PERINTAH TUGAS A: Tentukan apakah setiap pernyataan berikut sesuai dengan teks tentang birokrasi. Jawab ya atau tidak, lalu kutip kata-kata teks yang menjadi penentunya. (i) Salah satu penentu kemajuan suatu bangsa adalah kemampuan aparatur birokrasi. (ii) Rekrutmen birokrasi termasuk salah satu bentuk manajemen keuangan. (iii) Aparatur birokrasi berfungsi sebagai pelayan publik yang bekerja secara profesional dan akuntabel.
PERINTAH TUGAS B: Kutiplah dengan tepat semua bagian teks tentang birokrasi mulai dari "Untuk menjalankan roda" hingga "efesien dan professional.".
PERINTAH TUGAS C: Lanjutkan teks tentang birokrasi dan Pegawai Negeri Sipil, dimulai setelah kalimat terakhirnya.

TEKS SUMBER:
────────────────

Untuk menjalankan roda
pemerintahan harus ada sebuah organisasi sebagai wadah dan sumber daya manusia
sebagai pelaksana, dalam hal ini adalah birokrasi/pemerintahan dan Pegawai
Negeri Sipil. Kemajuan suatu bangsa salah satunya ditentukan oleh kemampuan
aparatur birokrasi dalam menjalankan tugas dan fungsinya yaitu, sebagai pelayan
publik kepada masyarakat secara profesional dan akuntabel. Apabila masyarakat
sudah bisa terlayani dengan baik maka dengan sendirinya birokrasi mampu
menempatkan dengan sendirinya sebagai public service. Rekruitmen birokrasi
merupakan salah satu bentuk dari manajemen pegawai dimana hal ini sangat
penting untuk mewujudkan pegawai yang mempunyai kompetensi serta dapat bekerja
dengan efektif, efesien dan professional.

────────────────

MATERI YANG DITAMPILKAN:
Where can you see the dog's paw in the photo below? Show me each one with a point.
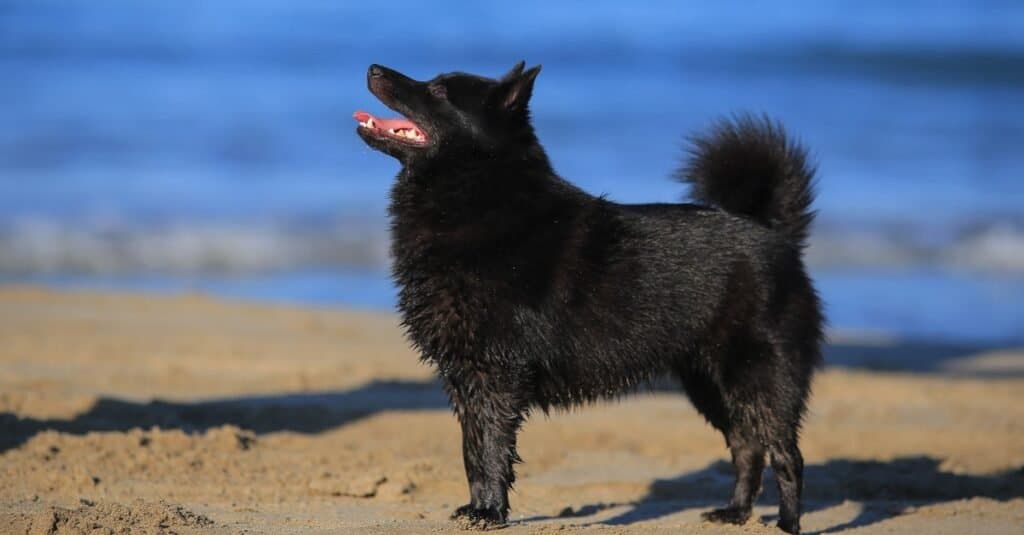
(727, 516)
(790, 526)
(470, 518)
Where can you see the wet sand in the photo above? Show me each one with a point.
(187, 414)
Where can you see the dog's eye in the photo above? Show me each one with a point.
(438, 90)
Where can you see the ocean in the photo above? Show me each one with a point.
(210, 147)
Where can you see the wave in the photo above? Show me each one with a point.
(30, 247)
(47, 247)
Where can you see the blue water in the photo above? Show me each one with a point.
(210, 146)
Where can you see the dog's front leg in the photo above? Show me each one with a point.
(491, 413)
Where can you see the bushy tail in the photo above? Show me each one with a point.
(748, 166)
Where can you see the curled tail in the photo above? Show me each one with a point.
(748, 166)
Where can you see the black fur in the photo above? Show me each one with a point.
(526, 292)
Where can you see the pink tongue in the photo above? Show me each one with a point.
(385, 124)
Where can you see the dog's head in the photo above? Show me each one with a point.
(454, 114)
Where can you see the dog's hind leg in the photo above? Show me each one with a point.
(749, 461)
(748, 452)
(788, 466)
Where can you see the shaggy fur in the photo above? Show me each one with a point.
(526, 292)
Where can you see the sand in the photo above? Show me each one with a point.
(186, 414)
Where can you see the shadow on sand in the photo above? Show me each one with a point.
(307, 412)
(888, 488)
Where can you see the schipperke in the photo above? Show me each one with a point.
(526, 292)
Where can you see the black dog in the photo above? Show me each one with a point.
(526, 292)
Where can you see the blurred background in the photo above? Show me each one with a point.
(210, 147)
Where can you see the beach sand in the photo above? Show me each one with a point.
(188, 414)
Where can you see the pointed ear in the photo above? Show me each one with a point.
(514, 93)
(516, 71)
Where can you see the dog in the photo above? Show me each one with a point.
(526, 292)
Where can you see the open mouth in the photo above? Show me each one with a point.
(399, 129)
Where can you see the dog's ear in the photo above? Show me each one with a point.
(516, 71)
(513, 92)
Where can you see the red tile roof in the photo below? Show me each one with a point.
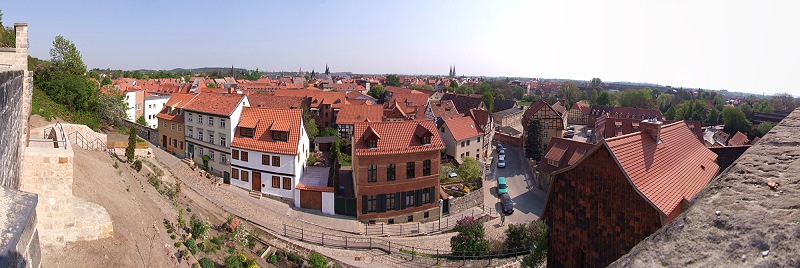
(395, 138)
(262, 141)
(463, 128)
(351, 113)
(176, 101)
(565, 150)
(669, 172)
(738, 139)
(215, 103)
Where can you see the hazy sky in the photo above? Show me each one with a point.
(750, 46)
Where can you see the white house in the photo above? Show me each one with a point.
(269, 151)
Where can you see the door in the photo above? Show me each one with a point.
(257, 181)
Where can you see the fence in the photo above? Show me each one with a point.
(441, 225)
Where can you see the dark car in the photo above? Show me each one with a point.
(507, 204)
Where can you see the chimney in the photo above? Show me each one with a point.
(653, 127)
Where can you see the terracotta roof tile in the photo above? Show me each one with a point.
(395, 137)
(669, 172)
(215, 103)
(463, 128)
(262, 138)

────────────────

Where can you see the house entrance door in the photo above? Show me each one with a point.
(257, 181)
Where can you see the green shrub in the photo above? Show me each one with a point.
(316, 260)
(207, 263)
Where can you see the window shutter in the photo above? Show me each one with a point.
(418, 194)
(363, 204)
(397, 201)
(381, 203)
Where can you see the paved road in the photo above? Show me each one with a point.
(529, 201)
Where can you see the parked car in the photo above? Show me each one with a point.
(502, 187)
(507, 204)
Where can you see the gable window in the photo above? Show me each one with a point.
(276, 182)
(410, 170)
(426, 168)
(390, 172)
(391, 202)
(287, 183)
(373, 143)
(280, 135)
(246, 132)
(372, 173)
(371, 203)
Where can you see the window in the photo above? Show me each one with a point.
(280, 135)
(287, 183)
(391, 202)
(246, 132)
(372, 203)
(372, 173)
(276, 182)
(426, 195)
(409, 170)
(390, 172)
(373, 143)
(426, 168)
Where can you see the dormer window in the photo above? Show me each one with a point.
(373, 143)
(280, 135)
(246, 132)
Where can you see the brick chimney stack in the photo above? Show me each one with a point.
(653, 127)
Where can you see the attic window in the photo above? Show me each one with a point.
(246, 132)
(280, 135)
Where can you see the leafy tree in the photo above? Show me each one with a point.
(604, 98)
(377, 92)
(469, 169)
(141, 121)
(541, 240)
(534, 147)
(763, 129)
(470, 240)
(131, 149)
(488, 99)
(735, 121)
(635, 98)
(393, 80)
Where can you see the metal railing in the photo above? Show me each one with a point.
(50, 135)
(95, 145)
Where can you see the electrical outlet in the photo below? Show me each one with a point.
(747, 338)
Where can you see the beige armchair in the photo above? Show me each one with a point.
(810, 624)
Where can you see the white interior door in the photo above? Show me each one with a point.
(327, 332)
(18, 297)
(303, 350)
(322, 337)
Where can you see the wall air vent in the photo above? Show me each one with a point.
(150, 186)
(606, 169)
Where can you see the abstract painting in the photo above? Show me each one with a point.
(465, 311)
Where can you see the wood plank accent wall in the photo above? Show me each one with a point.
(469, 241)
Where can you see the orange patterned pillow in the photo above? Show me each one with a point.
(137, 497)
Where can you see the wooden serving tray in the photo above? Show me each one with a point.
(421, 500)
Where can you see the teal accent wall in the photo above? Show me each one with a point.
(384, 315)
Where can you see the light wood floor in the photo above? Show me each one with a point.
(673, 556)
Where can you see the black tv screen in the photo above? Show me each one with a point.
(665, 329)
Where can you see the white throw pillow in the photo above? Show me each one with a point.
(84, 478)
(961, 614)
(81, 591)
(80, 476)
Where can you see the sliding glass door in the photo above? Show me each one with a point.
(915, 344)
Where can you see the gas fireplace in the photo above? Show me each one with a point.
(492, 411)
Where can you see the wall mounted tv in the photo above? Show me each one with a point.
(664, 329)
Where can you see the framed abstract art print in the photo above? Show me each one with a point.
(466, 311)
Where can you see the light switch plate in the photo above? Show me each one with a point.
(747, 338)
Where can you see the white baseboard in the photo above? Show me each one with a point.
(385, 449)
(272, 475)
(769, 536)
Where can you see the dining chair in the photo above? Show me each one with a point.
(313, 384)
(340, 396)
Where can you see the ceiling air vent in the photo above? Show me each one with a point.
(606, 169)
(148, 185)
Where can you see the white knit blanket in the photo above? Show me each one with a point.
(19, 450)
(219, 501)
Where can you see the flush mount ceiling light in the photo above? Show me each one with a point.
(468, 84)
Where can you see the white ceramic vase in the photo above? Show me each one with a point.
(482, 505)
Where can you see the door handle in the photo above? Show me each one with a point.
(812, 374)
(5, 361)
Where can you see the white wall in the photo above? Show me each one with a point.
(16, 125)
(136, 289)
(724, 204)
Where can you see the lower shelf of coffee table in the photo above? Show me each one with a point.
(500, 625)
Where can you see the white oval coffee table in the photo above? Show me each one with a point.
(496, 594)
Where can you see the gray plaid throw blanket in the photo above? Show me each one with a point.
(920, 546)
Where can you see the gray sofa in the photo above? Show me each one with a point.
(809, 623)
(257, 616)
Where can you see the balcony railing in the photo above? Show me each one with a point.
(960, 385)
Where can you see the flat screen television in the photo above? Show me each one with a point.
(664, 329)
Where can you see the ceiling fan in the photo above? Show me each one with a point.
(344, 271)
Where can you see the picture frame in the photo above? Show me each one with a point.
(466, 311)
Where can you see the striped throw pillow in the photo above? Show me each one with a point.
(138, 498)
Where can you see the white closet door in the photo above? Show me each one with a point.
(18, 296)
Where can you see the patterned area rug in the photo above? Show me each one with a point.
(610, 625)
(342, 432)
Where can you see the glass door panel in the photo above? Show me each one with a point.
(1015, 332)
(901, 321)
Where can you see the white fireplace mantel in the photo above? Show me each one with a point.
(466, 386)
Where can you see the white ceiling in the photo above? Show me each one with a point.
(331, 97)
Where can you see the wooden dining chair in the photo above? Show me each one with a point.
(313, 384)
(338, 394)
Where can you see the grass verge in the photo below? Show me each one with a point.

────────────────

JAWABAN TERTULIS A:
(i) Ya: "Kemajuan suatu bangsa salah satunya ditentukan oleh kemampuan aparatur birokrasi"
(ii) Tidak: "Rekruitmen birokrasi merupakan salah satu bentuk dari manajemen pegawai"
(iii) Ya: "sebagai pelayan publik kepada masyarakat secara profesional dan akuntabel"

JAWABAN TERTULIS B:
Untuk menjalankan roda
pemerintahan harus ada sebuah organisasi sebagai wadah dan sumber daya manusia
sebagai pelaksana, dalam hal ini adalah birokrasi/pemerintahan dan Pegawai
Negeri Sipil. Kemajuan suatu bangsa salah satunya ditentukan oleh kemampuan
aparatur birokrasi dalam menjalankan tugas dan fungsinya yaitu, sebagai pelayan
publik kepada masyarakat secara profesional dan akuntabel. Apabila masyarakat
sudah bisa terlayani dengan baik maka dengan sendirinya birokrasi mampu
menempatkan dengan sendirinya sebagai public service. Rekruitmen birokrasi
merupakan salah satu bentuk dari manajemen pegawai dimana hal ini sangat
penting untuk mewujudkan pegawai yang mempunyai kompetensi serta dapat bekerja
dengan efektif, efesien dan professional.

JAWABAN TERTULIS C:
Birokrasi merupakan salah satu
faktor yang mempunyai peran penting untuk mewujudkan pemerintahan yang bersih
dan pemerintahan yang baik/good
governance. Birokrasi juga sebagai penentu dalam pengelolaan kebijakan dan
pelayanan publik, serta birokrasi juga sangat menentukan efisensi dan kualitas
pelayanan kepada masyarakat serta efesiensi dan efektivitas penyelenggaraan
pemerintahan dan pembangunan. Selain birokrasi proses perekruitan juga salah
satu faktor penting dalam mewujudkan pemerintahan yang baik dan bersih, serta
mewujudkan pelayanan publik yang efektif, efesien dan akuntabel. Dengan proses
rekruitmen yang baik dan transparan maka akan menghasilkan pegawai yang baik
dan berkualitas, serta pegawai yang diterima sesuai dengan apa yang dibutuhkan
sehingga dapat menciptakan pelayanan publik yang efektif, efesien dan
akuntabel.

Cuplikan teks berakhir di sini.